Instructions to follow: List every line of the entries below that contains the string "illuminated", copying each one in full. The match is case-sensitive.
* START Given records *
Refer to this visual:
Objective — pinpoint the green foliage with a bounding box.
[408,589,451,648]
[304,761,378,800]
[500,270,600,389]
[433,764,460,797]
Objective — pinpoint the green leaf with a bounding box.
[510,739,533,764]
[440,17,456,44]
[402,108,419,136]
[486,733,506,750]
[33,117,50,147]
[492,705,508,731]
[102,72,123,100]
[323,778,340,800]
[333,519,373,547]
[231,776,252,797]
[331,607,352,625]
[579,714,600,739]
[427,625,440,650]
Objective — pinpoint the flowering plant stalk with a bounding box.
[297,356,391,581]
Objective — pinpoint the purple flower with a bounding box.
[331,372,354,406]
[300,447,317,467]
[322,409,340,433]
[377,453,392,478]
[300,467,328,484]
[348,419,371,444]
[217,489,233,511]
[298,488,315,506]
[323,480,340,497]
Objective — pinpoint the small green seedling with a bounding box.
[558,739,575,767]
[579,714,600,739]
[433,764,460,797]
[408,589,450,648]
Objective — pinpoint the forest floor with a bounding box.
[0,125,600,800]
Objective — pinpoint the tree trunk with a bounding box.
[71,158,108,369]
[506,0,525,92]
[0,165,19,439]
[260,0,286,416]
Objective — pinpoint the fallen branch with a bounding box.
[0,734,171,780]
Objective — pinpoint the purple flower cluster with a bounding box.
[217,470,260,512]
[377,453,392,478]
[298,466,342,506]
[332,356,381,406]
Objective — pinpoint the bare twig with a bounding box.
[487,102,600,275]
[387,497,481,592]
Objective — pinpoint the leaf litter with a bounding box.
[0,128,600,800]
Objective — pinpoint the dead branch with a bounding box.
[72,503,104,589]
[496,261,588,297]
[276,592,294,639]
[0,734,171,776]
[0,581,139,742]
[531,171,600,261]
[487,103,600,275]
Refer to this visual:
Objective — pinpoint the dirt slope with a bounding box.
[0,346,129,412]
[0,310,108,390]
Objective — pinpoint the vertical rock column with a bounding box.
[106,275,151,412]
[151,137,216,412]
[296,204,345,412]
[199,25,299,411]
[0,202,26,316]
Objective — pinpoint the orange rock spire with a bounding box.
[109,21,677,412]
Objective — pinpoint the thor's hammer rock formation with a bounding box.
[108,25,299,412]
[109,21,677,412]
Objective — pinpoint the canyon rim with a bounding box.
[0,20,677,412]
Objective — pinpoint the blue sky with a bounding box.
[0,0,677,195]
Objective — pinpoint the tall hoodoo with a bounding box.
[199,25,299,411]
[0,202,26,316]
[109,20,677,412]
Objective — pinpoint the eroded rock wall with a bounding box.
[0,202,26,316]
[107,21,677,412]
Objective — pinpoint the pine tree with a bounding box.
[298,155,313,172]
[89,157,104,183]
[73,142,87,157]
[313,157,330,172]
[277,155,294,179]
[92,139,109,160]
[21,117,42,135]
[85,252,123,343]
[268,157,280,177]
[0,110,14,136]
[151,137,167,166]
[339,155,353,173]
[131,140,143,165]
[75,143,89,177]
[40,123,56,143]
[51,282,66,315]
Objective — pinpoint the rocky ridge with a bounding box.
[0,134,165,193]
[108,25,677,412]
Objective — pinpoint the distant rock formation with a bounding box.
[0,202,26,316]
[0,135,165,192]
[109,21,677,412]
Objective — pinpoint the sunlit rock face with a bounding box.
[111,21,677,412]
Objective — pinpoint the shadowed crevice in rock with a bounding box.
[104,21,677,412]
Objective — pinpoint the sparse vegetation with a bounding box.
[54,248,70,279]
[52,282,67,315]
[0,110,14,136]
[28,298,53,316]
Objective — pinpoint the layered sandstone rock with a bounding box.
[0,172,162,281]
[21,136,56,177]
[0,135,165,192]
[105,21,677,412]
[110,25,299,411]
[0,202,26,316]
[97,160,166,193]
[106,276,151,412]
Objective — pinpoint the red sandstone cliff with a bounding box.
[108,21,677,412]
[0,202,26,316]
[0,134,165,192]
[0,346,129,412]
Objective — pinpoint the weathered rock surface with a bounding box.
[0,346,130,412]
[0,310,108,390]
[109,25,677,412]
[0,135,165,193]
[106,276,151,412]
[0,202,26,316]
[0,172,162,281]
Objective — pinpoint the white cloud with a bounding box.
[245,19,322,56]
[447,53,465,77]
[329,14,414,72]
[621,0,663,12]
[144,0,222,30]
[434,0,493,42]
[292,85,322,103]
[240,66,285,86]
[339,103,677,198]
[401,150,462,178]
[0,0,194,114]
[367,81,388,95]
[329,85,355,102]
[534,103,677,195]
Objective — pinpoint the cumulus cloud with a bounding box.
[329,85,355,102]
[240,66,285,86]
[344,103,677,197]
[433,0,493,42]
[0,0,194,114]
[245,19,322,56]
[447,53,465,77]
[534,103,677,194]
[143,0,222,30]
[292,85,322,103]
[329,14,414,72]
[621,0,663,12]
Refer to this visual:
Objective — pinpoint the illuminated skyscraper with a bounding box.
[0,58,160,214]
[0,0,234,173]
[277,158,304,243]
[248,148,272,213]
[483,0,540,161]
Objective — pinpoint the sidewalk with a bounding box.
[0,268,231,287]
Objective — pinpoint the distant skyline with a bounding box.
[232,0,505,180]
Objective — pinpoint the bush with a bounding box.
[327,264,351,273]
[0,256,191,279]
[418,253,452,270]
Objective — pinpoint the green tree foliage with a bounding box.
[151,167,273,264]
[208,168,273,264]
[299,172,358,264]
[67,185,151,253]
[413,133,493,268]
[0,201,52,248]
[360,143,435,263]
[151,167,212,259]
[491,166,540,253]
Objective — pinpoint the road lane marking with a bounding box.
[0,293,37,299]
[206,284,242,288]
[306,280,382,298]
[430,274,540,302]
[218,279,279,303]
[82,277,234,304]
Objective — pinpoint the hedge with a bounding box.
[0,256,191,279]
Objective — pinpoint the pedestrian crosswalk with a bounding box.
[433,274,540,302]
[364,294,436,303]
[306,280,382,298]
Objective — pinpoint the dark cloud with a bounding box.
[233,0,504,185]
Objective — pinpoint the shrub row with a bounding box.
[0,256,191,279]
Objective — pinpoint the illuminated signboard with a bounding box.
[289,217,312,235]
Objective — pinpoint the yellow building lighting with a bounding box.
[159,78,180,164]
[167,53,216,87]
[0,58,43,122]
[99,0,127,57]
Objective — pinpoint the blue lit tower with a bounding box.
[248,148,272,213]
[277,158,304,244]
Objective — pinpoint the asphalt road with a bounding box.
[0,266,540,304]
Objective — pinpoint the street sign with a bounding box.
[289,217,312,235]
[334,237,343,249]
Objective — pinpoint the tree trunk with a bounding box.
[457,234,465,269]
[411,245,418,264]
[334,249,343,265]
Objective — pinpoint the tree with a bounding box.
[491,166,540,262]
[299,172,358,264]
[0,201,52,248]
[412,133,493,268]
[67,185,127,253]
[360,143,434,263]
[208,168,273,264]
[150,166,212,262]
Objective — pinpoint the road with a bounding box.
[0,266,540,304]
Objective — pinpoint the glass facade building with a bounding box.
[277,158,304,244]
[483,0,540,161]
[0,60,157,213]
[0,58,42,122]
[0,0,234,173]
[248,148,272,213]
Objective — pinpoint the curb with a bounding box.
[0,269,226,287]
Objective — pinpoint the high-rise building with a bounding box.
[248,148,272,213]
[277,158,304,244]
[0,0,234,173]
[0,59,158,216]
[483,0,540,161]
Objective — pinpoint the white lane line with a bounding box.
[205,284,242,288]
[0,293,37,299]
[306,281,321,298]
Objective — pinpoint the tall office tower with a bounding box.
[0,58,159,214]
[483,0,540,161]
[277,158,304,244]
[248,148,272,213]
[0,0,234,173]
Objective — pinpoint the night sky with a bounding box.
* END Given records *
* START Given records *
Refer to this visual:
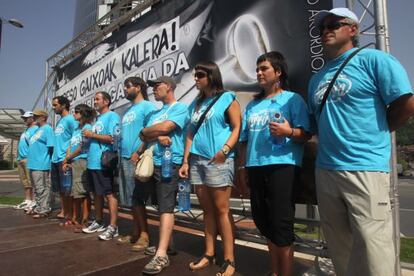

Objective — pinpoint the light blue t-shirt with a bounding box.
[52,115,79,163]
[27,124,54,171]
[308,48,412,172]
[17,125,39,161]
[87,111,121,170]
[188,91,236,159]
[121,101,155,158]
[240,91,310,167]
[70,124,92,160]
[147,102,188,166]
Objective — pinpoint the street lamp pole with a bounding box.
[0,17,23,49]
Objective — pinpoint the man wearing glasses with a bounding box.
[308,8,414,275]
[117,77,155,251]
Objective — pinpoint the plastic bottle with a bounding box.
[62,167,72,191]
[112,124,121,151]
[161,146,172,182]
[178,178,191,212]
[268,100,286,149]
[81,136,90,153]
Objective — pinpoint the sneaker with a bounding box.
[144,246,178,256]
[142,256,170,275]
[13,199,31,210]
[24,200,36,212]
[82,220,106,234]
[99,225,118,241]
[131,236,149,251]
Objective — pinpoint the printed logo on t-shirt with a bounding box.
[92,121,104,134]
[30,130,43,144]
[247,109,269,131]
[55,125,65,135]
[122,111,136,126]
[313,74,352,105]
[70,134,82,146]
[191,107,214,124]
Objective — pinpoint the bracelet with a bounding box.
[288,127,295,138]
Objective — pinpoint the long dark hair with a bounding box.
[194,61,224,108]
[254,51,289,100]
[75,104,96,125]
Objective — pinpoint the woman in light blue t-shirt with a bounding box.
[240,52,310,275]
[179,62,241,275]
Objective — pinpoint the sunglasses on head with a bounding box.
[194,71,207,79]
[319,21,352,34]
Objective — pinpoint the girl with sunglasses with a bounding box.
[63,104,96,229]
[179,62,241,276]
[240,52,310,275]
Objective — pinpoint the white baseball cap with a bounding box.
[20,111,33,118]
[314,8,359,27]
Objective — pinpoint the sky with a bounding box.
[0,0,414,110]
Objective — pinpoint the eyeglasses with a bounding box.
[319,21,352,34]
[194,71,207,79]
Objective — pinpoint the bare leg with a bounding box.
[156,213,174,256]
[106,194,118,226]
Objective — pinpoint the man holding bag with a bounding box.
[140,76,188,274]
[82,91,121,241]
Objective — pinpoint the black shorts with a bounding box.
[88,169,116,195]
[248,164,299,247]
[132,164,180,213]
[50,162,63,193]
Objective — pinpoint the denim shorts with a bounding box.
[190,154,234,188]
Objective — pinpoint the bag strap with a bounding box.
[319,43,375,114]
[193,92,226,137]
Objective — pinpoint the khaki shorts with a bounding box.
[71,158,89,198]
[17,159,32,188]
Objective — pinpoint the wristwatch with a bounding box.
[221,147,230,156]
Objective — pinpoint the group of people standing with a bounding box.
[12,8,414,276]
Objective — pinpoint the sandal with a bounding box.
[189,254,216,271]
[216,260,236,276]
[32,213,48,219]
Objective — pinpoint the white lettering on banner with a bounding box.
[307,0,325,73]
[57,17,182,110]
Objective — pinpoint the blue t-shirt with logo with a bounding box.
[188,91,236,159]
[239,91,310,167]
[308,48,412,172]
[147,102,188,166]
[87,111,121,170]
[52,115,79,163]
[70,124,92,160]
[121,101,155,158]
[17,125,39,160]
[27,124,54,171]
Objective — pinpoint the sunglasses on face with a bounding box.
* END Given records *
* START Given records *
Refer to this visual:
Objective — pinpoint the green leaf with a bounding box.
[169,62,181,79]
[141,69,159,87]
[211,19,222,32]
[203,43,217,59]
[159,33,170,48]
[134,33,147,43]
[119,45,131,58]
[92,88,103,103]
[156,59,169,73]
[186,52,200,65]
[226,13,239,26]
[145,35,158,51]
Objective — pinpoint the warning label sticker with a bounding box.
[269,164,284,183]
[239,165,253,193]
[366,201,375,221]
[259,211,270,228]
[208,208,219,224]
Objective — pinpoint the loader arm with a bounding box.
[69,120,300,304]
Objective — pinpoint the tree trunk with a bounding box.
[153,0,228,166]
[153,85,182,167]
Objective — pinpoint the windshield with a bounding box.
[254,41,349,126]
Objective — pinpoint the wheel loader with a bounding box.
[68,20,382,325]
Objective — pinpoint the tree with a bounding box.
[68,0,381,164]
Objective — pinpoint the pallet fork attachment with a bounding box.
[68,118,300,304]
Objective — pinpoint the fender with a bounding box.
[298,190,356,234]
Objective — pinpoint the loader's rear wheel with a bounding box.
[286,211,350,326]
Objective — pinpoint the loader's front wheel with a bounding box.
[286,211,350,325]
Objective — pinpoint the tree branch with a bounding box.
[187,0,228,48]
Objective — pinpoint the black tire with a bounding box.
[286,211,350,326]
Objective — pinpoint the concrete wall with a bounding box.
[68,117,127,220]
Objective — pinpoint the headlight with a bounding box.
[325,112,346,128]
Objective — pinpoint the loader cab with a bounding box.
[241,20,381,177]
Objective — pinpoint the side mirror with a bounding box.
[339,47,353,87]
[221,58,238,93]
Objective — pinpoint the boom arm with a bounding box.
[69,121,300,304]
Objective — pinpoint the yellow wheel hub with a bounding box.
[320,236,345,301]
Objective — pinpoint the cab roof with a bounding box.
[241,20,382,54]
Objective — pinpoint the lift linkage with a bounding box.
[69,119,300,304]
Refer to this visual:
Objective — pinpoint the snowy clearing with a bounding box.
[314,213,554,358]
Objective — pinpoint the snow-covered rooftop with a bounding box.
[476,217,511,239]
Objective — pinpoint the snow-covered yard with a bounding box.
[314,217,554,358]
* END Given records *
Correct result:
Objective — pinpoint the illuminated skyscraper with a bounding box.
Objective — pinpoint the illuminated signboard with a bounding box.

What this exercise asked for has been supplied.